Consignes:
Quelles lignes des enregistrements ci-dessous contiennent la chaîne "blue" ? Affichez chacune d'elles en entier, sans rien y changer.

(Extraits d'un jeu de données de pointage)

------

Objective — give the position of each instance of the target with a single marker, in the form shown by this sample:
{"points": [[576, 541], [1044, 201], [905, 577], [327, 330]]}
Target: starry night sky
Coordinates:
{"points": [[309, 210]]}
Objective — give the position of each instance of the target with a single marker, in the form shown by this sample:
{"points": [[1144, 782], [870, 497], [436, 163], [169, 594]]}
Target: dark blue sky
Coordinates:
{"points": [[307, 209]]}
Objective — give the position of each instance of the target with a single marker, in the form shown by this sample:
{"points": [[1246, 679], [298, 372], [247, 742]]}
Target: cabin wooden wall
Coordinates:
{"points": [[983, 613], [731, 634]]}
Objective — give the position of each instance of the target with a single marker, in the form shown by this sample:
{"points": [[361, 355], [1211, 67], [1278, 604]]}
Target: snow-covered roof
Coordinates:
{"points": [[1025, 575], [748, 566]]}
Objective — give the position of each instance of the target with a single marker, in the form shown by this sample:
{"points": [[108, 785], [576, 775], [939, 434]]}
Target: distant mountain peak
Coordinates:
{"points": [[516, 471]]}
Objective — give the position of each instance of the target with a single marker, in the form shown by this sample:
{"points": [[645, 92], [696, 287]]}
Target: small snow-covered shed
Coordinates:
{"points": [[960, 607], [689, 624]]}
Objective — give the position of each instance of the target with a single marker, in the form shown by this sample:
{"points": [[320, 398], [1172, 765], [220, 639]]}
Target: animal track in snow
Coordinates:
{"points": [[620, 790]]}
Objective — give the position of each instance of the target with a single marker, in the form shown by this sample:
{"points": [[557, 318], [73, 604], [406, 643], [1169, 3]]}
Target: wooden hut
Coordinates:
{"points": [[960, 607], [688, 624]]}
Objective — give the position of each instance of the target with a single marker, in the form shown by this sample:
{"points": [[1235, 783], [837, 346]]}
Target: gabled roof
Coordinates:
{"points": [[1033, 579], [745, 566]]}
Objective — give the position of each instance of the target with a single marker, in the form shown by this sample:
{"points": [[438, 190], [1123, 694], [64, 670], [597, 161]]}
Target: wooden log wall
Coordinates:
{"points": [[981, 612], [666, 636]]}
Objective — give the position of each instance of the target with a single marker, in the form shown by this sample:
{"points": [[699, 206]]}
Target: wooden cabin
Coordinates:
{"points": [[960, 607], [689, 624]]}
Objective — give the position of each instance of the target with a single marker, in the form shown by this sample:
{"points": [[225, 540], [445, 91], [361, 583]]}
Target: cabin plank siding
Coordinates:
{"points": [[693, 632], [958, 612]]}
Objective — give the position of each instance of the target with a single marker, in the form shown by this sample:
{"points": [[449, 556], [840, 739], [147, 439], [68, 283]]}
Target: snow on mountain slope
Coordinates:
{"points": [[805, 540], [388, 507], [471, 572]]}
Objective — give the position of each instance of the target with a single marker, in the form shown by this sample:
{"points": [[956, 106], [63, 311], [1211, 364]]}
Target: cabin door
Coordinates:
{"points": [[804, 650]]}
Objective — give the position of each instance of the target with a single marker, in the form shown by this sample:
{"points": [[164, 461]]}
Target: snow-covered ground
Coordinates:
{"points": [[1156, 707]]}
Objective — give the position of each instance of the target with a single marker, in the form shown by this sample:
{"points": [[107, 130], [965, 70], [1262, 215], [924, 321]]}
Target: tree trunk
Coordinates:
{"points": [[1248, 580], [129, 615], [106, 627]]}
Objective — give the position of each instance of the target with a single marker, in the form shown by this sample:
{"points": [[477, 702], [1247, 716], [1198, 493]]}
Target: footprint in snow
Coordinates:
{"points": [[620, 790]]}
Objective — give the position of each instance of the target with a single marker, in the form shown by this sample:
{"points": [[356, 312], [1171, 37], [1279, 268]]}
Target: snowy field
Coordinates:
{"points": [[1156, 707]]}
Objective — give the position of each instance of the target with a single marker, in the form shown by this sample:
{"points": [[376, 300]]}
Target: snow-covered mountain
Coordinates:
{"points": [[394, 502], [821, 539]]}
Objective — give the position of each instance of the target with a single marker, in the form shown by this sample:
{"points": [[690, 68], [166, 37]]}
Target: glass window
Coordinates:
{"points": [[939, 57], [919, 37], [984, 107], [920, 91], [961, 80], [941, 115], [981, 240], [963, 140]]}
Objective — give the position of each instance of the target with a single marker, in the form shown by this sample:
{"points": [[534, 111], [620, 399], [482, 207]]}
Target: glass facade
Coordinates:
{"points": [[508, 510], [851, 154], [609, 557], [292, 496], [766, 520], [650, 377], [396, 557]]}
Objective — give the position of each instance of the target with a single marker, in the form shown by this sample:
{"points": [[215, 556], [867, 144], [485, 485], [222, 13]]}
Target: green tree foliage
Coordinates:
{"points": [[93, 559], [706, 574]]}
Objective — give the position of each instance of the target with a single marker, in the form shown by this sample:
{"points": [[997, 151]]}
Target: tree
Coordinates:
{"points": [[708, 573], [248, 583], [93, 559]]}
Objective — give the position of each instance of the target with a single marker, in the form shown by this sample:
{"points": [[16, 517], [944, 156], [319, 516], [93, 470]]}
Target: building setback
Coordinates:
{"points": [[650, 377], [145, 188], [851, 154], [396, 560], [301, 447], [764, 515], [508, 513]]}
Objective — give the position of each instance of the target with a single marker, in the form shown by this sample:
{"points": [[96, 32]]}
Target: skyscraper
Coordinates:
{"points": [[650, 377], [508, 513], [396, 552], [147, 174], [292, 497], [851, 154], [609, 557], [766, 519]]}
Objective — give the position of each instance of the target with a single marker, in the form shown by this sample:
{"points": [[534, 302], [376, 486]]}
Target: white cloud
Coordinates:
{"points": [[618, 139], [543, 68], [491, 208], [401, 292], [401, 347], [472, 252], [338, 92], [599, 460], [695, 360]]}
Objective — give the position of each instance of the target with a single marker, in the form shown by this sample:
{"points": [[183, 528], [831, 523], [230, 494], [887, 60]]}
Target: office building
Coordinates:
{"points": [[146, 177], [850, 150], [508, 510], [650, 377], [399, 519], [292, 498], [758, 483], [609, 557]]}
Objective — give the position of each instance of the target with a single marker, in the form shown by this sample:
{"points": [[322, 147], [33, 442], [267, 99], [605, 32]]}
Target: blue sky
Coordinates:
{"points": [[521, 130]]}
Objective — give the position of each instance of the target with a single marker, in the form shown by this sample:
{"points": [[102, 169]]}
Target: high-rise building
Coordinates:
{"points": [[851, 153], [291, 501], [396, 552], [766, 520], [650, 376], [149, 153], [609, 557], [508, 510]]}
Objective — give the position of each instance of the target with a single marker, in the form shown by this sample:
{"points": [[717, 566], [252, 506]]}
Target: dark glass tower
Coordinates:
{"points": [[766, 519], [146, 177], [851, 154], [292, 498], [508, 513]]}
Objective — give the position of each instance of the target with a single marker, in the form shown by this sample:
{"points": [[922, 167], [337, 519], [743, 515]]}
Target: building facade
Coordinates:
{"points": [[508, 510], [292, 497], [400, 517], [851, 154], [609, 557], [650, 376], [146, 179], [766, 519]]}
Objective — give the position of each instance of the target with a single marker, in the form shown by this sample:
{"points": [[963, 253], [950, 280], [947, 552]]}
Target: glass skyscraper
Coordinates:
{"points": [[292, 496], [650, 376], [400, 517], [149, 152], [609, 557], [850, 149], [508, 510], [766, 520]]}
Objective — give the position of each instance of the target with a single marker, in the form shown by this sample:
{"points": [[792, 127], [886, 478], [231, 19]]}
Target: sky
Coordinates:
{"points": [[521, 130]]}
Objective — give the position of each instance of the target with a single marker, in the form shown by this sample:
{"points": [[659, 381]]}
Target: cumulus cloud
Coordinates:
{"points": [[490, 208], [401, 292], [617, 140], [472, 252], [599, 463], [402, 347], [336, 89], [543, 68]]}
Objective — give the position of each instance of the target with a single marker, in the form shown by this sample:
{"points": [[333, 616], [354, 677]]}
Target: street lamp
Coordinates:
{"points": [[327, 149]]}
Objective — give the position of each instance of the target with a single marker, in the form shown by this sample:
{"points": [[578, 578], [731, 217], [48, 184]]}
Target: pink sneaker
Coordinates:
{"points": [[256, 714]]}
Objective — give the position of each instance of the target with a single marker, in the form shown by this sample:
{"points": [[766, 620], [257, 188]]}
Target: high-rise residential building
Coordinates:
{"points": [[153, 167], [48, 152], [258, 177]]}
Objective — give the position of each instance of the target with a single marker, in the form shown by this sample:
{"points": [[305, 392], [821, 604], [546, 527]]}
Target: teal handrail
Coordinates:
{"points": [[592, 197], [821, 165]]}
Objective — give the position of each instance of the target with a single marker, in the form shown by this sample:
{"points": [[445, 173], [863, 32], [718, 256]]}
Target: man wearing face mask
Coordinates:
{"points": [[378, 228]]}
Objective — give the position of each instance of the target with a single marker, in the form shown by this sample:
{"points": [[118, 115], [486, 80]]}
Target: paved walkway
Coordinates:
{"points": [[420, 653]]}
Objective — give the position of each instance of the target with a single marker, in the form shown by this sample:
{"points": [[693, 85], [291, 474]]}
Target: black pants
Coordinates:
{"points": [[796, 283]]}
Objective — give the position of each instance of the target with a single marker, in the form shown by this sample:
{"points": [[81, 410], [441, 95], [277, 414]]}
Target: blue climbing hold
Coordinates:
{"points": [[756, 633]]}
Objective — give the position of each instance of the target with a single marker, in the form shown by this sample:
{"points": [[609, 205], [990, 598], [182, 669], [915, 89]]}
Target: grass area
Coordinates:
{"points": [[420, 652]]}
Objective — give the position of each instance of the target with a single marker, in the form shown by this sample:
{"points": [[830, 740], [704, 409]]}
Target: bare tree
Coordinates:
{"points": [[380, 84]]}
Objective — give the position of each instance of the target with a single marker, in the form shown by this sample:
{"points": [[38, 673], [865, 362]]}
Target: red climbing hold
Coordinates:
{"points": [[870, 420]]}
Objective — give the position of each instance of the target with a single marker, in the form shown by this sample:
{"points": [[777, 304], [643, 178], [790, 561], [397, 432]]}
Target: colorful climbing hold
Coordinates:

------

Réponse rédigée:
Target: dark blue sky
Target: blue sky
Target: blue climbing hold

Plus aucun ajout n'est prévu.